(Stated goal): Please write out, word for word, everything in the first home owner grant passage below from "8 S. 23 gives" down to "for the reversal.".

4 The eligibility criteria in issue in this application is the fifth criteria, which is set out in s.12(1), which relevantly provides:

"s.12(1) An applicant for a first home owner grant must occupy the home to which the application relates as the applicant’s principal place of residence within twelve months after completion of the eligible transaction or a longer period approved by the Commissioner."

It is not disputed that the contract for the purchase of the property, by Mr Calarco, was an "eligible transaction" under the Act.

5 Subsection 13(5) provides that where the transaction relates to a contract for the purchase of a home, that transaction is completed when the purchaser becomes entitled to possession of the home under that contract.

6 S.20(1)(b) provides that the Commissioner may authorise the payment of a grant in anticipation of compliance with the resident’s requirement, if the Commissioner is satisfied that the applicant intends to occupy the home as his or her principal place of residence within twelve months after completion of the eligible transaction, or a longer period allowed by the Commissioner. The sub-section also gives the Commissioner power to extend the period within which the applicant must take up occupancy of the property as his or her principal place of residence.

7 Where a grant is paid in anticipation of compliance with the "resident requirement", ss. 20(3) of the Act provides that:

"(3) If a first home owner grant is paid in anticipation of compliance with the residence requirement, the payment is made on condition that, if the residence requirement is not complied with, the applicant must within 14 days after the end of the period allowed for compliance:

(a) give written notice of that fact to the Chief Commissioner, and

(b) repay the amount of the grant."

The term "resident requirement" is defined in s.3 of the Act in similar terms to that contained in s.12. A failure to comply with subsection 20(3) constitutes an offence, which is punishable by a maximum penalty of 50 penalty units.

8 S. 23 gives the Commissioner power, within 5 years of the original decision, to vary or reverse a decision made in respect of an application for a grant where the Commissioner is later satisfied that the decision is incorrect.

9 S. 24(1) provides that where the Commissioner decides to reverse an earlier decision on an application for a grant, the Commissioner is required to give the applicant written notice of the reversal and state in the notice the reasons for the reversal.

10 S.29(3) provides that an Applicant who seeks review of the Commissioner’s determination of an objection, has the onus of proving his or her case. That is, the onus of proof rests on the Applicant to establish, on the balance of probabilities, those matters, which he or she contends.

(Extracted records):

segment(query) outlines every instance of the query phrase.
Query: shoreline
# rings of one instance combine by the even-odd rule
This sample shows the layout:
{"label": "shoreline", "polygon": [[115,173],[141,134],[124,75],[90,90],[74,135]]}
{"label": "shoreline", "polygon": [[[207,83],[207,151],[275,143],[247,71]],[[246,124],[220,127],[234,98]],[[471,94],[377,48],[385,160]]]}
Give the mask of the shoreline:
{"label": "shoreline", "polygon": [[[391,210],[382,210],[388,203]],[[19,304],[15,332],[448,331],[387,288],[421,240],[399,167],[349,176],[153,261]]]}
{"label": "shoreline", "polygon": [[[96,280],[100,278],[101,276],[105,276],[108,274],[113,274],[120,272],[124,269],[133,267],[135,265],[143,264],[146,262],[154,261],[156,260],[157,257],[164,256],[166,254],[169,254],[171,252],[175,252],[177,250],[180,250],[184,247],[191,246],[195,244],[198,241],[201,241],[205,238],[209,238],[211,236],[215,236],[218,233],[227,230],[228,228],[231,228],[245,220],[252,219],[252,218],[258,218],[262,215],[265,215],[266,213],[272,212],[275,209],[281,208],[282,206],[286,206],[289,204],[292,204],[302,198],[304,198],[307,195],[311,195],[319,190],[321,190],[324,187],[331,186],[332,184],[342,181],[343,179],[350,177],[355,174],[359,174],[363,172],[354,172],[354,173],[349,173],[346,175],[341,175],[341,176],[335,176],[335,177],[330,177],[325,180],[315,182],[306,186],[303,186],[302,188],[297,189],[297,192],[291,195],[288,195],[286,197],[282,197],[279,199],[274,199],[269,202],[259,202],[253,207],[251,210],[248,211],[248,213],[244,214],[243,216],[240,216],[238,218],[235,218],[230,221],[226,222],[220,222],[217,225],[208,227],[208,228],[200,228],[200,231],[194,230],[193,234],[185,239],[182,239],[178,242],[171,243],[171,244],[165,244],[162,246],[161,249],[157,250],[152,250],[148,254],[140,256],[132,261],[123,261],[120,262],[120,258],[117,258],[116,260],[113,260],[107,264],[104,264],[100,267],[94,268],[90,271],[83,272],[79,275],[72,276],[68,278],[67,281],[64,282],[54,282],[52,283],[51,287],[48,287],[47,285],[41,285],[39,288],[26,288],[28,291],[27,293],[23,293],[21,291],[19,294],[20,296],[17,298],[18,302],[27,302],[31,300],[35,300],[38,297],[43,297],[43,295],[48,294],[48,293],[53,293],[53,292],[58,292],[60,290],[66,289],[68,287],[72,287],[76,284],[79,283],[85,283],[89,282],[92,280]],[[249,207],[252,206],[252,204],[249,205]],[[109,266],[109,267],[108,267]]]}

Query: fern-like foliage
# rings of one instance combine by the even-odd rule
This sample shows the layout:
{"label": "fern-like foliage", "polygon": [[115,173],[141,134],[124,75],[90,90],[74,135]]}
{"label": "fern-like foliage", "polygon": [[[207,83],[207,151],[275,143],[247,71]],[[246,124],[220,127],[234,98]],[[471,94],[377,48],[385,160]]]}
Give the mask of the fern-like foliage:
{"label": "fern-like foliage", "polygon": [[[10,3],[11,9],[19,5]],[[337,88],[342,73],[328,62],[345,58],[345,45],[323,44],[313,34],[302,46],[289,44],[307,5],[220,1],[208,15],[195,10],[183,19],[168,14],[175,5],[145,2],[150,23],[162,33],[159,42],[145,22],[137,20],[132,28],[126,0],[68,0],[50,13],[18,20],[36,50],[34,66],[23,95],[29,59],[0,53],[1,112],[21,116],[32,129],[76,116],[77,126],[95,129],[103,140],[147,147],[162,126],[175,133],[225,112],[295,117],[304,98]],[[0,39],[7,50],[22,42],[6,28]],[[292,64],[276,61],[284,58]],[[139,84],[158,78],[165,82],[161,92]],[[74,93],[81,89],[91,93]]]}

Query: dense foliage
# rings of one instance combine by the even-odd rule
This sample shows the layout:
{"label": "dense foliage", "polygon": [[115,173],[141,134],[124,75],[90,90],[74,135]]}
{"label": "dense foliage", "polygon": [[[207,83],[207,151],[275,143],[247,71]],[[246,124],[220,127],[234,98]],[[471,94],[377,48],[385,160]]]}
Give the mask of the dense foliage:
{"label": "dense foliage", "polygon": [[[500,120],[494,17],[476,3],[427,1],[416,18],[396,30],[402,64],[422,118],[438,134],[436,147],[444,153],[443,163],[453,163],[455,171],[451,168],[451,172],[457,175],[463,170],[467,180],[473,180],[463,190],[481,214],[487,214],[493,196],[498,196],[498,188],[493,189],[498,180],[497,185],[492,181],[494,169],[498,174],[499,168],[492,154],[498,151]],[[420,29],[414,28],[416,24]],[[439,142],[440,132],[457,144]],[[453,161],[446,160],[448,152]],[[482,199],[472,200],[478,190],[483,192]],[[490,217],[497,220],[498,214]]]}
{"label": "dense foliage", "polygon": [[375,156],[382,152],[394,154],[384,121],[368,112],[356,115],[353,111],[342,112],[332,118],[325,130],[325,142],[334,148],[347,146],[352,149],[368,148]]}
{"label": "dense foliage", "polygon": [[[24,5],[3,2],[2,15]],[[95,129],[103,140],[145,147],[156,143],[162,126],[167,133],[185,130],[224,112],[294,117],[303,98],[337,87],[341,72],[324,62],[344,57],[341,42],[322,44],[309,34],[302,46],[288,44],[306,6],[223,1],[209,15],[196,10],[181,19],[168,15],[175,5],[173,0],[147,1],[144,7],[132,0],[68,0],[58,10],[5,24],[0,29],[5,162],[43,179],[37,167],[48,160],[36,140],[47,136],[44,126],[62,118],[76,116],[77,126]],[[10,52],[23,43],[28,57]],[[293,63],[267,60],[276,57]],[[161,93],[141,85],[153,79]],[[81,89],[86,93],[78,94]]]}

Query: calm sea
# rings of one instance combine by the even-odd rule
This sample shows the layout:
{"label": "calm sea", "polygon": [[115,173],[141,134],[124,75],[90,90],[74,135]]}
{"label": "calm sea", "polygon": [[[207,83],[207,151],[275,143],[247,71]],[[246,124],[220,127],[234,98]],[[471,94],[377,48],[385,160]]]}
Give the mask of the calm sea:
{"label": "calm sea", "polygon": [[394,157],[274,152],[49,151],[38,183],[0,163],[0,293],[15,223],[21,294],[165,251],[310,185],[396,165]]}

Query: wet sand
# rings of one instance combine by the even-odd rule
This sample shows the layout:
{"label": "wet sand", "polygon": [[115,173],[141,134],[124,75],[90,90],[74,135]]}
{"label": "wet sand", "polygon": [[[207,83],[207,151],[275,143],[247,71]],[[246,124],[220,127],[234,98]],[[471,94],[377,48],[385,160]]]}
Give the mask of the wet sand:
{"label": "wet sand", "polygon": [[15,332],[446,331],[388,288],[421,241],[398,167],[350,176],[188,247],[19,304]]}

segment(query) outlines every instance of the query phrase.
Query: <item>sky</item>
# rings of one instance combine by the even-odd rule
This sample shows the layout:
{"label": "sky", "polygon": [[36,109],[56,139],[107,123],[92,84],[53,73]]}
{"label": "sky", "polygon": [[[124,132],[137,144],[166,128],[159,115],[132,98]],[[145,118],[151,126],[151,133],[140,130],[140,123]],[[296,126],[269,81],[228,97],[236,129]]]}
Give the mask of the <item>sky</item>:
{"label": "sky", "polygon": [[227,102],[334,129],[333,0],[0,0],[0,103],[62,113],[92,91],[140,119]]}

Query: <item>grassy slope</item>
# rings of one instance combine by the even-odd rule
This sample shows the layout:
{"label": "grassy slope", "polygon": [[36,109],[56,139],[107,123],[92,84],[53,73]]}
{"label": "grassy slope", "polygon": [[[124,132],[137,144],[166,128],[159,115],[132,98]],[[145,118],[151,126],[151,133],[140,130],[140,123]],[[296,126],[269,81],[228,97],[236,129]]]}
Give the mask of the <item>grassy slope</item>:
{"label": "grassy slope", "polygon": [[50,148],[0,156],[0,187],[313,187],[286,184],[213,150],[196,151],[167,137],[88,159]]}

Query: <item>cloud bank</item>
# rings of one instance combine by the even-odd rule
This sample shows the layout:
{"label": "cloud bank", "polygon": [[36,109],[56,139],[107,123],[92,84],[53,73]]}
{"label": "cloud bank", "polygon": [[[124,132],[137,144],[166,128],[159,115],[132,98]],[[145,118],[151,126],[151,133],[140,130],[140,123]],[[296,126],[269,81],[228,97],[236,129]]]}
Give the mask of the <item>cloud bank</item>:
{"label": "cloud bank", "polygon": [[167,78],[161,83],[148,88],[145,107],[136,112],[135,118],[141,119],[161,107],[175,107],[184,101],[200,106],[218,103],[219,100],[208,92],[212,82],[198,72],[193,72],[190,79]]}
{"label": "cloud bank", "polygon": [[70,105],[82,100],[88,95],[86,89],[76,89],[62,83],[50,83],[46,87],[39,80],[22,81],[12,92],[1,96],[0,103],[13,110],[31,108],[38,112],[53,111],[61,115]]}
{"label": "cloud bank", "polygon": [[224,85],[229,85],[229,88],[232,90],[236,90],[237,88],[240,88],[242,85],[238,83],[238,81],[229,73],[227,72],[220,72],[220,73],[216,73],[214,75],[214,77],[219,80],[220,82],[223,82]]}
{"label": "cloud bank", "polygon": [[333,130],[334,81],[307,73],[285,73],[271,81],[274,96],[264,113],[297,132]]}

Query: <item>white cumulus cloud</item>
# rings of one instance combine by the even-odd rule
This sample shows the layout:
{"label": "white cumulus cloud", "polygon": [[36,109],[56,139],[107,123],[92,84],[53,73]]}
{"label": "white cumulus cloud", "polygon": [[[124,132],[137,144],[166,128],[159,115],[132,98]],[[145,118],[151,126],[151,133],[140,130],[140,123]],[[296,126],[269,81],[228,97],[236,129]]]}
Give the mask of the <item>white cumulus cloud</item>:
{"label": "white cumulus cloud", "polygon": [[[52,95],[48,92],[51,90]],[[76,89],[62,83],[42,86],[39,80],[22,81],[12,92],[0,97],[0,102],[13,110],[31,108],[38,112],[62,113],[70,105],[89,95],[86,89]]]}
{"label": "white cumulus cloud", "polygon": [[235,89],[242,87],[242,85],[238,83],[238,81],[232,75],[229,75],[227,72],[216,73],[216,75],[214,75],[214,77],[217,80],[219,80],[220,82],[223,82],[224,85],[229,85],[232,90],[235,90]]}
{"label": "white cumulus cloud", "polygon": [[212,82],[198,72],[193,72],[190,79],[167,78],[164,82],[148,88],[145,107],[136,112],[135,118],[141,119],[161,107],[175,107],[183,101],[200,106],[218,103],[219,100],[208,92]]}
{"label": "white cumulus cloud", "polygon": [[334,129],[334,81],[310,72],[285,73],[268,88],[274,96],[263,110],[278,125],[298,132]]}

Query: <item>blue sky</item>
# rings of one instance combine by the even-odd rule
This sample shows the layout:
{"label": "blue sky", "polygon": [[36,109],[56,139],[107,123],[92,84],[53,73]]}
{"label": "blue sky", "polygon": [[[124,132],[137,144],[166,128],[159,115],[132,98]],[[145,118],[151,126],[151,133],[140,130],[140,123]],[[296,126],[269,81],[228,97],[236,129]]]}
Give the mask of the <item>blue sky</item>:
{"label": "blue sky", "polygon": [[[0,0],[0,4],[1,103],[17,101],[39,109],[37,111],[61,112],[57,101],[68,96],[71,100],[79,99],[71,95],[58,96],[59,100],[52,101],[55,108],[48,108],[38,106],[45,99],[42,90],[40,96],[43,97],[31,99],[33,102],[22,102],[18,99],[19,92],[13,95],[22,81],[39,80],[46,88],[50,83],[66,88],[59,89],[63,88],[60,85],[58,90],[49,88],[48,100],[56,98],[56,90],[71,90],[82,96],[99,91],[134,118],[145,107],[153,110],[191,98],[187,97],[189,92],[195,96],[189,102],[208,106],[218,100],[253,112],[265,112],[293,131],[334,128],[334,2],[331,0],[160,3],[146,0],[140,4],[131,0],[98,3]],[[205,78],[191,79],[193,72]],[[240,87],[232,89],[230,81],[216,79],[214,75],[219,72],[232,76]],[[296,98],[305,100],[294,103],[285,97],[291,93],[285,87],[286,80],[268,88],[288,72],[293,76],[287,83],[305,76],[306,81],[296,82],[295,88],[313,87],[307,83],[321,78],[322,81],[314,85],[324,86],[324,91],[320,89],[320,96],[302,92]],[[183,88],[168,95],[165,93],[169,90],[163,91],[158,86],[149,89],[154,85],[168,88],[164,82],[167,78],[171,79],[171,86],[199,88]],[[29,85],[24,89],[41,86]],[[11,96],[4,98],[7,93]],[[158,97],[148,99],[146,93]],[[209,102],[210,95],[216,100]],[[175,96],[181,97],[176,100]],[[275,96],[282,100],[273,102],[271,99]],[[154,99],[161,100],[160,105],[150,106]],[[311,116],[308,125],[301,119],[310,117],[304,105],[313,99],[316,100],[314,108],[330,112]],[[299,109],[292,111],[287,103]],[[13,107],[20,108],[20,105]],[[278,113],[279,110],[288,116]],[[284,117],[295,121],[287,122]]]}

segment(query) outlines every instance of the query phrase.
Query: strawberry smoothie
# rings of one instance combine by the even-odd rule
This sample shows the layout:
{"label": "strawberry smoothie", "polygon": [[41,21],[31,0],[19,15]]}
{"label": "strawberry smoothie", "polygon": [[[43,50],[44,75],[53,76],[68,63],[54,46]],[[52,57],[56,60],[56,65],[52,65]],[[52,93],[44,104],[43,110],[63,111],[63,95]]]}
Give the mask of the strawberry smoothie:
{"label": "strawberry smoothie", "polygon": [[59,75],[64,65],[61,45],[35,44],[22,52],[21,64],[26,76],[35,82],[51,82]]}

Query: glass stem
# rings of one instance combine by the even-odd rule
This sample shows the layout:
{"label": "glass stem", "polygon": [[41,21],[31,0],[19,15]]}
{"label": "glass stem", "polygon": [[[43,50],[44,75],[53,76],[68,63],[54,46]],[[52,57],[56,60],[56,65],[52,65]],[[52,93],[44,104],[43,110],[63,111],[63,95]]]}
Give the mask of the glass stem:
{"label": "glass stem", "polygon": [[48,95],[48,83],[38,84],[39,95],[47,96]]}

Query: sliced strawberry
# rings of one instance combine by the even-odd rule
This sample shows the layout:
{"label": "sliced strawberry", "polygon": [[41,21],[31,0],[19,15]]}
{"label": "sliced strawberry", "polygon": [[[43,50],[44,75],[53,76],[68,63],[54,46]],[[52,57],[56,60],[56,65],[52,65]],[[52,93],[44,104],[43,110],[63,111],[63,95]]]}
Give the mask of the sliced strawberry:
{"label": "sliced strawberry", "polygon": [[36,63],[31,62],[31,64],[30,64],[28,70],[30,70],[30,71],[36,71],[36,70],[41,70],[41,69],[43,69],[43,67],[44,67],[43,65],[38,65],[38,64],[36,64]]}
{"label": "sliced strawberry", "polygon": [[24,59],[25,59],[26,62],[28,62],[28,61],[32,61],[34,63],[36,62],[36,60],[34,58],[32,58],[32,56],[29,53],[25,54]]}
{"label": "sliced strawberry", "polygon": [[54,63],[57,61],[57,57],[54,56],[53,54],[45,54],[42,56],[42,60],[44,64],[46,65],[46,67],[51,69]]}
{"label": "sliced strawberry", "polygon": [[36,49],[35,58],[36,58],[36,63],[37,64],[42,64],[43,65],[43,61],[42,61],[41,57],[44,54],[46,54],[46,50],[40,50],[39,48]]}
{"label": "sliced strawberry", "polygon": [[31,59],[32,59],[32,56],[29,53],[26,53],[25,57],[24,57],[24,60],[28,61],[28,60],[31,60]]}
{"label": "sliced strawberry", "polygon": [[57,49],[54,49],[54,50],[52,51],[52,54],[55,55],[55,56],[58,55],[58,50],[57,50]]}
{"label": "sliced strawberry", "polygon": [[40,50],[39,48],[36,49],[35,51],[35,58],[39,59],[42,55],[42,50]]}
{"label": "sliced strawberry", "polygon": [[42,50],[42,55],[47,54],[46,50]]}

(Solution to the exercise):
8 S. 23 gives the Commissioner power, within 5 years of the original decision, to vary or reverse a decision made in respect of an application for a grant where the Commissioner is later satisfied that the decision is incorrect.

9 S. 24(1) provides that where the Commissioner decides to reverse an earlier decision on an application for a grant, the Commissioner is required to give the applicant written notice of the reversal and state in the notice the reasons for the reversal.